# They wont stop screaming!



## rr89ca (Aug 28, 2015)

Its been more than a week since George and LeeRoy have been home. Every.time. We go outside they scream like banshees. LeeRoy does what i call a death scream. They want attention. Will this stop? Can i do something to "train" them out of this? I wouldnt mind if it was a few little "hellos" but its constant when they can see us but can't be with us, actually they did it today when they could hear us but not see us...


----------



## VVFarm (Dec 14, 2015)

Oh dear!
Are they your only goats or do you have others? How old are they? What breed? 
Are they bottle kids and/or newly weaned? If so, they might just be wanting fed and will stop after awhile...


----------



## catharina (Mar 17, 2016)

I have to hide from my goats too! And be really quiet. But today when I was walking over to bring them home from their "day job" I coughed & they all started yelling. I was 3 houses away...


----------



## rr89ca (Aug 28, 2015)

2 goats, born feb 2 and 4. Not sure if they were bottle babies but they're extremely social. Not sure the breeds honestly, they have the same father.. He was a miniature i think? He was grey with big thick horns that pretty well stood straight on his head...


----------



## Redbarngoatfarm (Jul 8, 2015)

welcome to noisy goats -mine scream if they see me, but not as much for others in the family. Probably because it drives me crazy so I just toss them hay or whatever to shut them up - I have culled 3 noisy goats over the years, but there always seems to be a new one to take up the charge :roll:


----------



## Luckthebuck234 (Jul 15, 2015)

## Raw records:
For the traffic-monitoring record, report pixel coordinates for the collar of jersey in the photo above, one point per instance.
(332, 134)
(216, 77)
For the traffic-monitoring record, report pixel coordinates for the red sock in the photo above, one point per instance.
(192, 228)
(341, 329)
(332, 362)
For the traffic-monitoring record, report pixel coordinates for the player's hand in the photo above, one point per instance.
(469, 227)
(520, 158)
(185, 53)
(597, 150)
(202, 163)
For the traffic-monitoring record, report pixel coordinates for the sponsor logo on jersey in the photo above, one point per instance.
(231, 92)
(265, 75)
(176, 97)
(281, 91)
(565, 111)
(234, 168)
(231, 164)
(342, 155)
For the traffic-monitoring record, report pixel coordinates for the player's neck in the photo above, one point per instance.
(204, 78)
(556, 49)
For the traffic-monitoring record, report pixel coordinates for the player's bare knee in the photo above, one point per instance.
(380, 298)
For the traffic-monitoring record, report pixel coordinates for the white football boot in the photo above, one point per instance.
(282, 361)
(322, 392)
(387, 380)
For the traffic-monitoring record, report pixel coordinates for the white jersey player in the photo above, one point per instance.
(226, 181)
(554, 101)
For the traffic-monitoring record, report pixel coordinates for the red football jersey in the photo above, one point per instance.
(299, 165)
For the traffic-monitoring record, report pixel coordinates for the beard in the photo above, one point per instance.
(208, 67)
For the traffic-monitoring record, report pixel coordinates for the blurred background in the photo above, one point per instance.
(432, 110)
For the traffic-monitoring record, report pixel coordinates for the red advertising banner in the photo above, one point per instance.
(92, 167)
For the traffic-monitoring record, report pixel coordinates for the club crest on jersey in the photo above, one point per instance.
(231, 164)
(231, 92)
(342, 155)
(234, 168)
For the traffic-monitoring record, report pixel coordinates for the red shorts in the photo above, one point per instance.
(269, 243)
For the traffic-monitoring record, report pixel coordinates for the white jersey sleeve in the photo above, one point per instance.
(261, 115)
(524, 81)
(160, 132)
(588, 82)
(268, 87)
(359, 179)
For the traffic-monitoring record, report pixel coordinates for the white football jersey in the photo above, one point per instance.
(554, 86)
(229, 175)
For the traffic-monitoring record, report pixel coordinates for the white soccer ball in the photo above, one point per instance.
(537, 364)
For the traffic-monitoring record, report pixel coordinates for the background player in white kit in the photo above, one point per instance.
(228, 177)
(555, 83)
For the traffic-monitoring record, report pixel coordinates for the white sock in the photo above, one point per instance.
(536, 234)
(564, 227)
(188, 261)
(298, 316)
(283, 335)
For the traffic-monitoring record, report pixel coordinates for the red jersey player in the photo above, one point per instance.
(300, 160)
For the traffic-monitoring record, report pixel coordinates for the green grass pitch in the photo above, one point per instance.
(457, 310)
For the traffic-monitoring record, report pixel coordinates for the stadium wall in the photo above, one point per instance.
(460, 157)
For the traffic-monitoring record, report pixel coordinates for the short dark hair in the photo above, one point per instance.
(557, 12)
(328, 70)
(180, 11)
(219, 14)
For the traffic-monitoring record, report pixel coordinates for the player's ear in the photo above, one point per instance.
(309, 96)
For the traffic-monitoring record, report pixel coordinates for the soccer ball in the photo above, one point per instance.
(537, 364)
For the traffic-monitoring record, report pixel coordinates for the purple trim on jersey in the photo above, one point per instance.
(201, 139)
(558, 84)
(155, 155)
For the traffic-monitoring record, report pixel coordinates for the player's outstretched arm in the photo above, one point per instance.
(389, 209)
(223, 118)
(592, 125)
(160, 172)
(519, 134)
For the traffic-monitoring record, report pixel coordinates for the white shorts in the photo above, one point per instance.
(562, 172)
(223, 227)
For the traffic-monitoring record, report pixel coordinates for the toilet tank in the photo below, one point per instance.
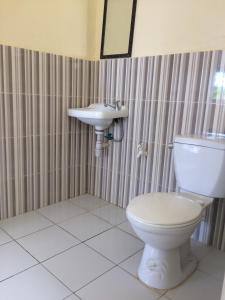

## Given request:
In the forum thread about noisy goats, how many noisy goats does Redbarngoatfarm say they have culled over the years?

## Output for this task:
Three.